=== EXERCISE BRIEF ===
Scan the listing and copy each line where the word "plastic" is present.
==*==
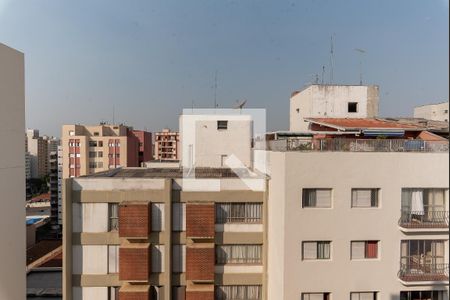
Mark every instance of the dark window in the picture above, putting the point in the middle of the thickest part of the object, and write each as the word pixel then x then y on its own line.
pixel 353 107
pixel 222 125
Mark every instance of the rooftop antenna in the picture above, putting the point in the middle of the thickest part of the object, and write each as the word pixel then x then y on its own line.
pixel 361 53
pixel 331 59
pixel 239 105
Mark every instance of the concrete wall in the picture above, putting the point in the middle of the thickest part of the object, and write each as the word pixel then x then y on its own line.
pixel 204 145
pixel 331 101
pixel 341 224
pixel 12 174
pixel 437 112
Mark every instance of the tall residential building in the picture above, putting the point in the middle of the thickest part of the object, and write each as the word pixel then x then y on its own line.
pixel 167 145
pixel 145 146
pixel 38 149
pixel 90 149
pixel 148 233
pixel 332 101
pixel 435 112
pixel 12 174
pixel 210 140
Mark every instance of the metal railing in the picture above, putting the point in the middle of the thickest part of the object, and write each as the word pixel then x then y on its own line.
pixel 353 145
pixel 415 271
pixel 424 219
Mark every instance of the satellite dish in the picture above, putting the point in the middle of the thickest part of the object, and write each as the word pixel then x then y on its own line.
pixel 240 104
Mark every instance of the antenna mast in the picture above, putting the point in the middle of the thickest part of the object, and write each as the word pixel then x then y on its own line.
pixel 331 60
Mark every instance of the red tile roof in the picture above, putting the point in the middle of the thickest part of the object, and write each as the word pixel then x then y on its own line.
pixel 355 123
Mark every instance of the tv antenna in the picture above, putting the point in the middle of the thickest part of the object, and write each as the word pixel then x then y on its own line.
pixel 331 59
pixel 240 104
pixel 361 53
pixel 215 90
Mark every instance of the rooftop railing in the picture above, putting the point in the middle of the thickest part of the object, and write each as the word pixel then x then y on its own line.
pixel 424 219
pixel 353 145
pixel 423 272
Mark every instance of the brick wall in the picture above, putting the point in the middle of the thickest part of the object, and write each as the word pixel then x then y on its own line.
pixel 134 295
pixel 200 220
pixel 135 220
pixel 200 263
pixel 134 264
pixel 198 296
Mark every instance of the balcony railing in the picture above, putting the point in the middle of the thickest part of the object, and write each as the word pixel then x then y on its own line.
pixel 424 219
pixel 423 272
pixel 353 145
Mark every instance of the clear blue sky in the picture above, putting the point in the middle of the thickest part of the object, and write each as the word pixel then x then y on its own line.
pixel 151 59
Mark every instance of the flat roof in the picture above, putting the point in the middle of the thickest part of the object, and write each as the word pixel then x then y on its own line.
pixel 200 173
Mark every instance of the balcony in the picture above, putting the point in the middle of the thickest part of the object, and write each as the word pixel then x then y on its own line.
pixel 415 272
pixel 353 145
pixel 424 220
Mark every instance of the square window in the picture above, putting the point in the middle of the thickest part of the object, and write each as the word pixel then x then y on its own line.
pixel 353 107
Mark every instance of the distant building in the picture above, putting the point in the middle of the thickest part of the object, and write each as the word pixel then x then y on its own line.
pixel 167 144
pixel 209 140
pixel 91 149
pixel 38 149
pixel 436 112
pixel 332 101
pixel 12 174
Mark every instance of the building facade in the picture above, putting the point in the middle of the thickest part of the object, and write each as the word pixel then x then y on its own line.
pixel 435 112
pixel 150 234
pixel 210 140
pixel 332 101
pixel 167 145
pixel 37 146
pixel 91 149
pixel 12 174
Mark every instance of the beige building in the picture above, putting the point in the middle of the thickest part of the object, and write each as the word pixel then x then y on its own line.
pixel 216 140
pixel 150 234
pixel 435 112
pixel 167 145
pixel 37 146
pixel 90 149
pixel 332 101
pixel 357 225
pixel 12 174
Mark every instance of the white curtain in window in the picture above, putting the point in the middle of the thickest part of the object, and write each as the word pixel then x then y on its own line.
pixel 157 258
pixel 157 217
pixel 179 258
pixel 417 202
pixel 362 198
pixel 323 198
pixel 179 216
pixel 358 250
pixel 310 250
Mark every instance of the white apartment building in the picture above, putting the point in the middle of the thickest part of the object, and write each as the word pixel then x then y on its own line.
pixel 435 112
pixel 209 140
pixel 12 174
pixel 358 225
pixel 332 101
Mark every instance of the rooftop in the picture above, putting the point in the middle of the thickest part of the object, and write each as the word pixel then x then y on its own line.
pixel 200 173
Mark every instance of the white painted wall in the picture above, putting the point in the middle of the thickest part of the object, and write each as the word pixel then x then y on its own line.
pixel 203 145
pixel 436 112
pixel 290 224
pixel 12 174
pixel 331 101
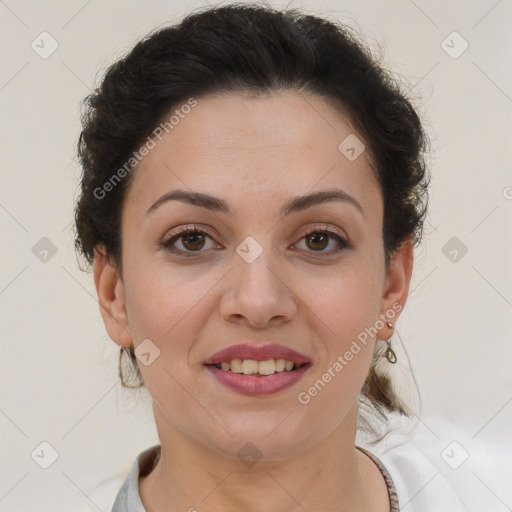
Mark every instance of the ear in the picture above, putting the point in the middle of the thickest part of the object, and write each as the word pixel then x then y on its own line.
pixel 396 286
pixel 111 298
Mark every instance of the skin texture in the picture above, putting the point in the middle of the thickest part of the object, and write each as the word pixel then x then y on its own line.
pixel 256 154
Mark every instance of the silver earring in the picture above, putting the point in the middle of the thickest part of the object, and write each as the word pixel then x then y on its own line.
pixel 390 353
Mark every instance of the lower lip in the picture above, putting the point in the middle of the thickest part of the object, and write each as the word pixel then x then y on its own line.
pixel 258 385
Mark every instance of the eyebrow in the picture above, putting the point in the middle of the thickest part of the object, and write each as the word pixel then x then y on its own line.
pixel 294 205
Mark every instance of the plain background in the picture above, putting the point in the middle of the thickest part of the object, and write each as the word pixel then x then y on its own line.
pixel 59 368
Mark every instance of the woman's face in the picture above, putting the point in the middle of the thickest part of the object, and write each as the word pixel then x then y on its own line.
pixel 270 267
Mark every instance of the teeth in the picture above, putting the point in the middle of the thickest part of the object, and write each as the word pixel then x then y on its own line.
pixel 251 366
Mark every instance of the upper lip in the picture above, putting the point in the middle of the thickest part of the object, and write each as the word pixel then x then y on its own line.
pixel 258 353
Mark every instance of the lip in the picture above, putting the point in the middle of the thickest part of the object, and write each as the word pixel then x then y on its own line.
pixel 254 385
pixel 260 384
pixel 258 353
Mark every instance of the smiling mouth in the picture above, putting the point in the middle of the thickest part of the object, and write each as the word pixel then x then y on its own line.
pixel 258 368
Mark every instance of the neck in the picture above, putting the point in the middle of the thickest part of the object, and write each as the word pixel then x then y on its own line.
pixel 332 476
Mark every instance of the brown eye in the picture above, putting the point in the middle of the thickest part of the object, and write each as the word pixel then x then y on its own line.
pixel 193 241
pixel 189 242
pixel 317 241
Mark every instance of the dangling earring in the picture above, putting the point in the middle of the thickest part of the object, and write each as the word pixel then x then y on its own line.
pixel 390 353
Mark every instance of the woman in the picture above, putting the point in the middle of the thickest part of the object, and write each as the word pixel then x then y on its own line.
pixel 253 186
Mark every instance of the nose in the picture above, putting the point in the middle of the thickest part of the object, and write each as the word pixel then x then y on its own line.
pixel 257 295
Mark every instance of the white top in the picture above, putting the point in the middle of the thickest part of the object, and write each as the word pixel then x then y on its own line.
pixel 418 481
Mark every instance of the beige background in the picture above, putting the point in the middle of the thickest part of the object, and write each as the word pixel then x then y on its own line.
pixel 59 368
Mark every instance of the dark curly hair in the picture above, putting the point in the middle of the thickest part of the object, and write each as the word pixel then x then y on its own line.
pixel 253 49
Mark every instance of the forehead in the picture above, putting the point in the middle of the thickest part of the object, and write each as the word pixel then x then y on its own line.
pixel 273 146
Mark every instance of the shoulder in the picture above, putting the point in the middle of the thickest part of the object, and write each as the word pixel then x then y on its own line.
pixel 417 469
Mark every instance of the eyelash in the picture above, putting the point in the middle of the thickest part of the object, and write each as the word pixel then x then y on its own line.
pixel 168 244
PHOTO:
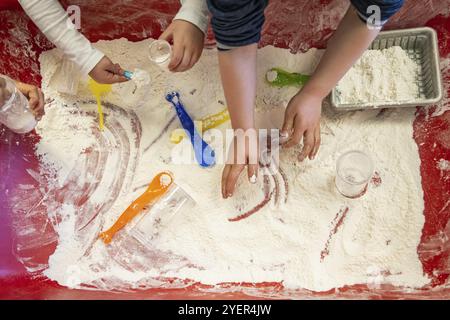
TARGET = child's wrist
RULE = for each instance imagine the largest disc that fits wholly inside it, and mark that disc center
(315, 90)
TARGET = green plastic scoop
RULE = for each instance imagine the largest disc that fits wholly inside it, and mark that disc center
(281, 78)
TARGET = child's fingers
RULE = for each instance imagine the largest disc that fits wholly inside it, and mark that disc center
(225, 173)
(252, 173)
(167, 34)
(288, 124)
(317, 141)
(232, 178)
(33, 99)
(184, 65)
(308, 145)
(296, 137)
(177, 57)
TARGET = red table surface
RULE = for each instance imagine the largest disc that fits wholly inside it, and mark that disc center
(294, 24)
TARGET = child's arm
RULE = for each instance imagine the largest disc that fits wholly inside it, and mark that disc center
(238, 71)
(187, 31)
(351, 39)
(53, 21)
(34, 95)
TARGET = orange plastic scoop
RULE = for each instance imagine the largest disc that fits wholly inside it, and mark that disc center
(158, 187)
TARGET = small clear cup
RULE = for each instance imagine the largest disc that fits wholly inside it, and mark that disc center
(160, 52)
(354, 169)
(176, 201)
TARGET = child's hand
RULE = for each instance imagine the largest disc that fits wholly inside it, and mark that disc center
(188, 42)
(302, 120)
(107, 72)
(35, 98)
(240, 157)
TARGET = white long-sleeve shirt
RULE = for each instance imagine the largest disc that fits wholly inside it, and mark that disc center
(51, 18)
(53, 21)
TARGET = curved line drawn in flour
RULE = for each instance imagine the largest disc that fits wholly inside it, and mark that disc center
(125, 163)
(43, 215)
(336, 224)
(272, 187)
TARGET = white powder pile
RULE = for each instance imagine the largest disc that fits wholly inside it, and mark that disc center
(317, 240)
(380, 76)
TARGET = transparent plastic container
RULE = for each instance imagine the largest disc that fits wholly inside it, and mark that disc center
(160, 52)
(354, 169)
(161, 215)
(15, 112)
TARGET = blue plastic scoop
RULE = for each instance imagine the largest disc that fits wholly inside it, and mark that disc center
(204, 154)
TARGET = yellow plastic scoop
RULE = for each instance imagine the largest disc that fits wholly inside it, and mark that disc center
(99, 90)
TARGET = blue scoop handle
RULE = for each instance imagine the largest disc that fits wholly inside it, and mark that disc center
(204, 154)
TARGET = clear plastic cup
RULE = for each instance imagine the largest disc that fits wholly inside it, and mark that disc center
(354, 169)
(160, 52)
(15, 112)
(161, 215)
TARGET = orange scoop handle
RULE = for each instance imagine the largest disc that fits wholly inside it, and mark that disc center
(154, 191)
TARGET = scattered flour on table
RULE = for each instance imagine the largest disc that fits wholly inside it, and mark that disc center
(380, 76)
(380, 231)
==*==
=== TASK ANSWER ===
TARGET = green plastic scoop
TARGET = orange plastic scoop
TARGET = transparent plastic container
TARGET = blue plastic scoop
TARGET = yellow plastic scoop
TARGET = clear plastic cup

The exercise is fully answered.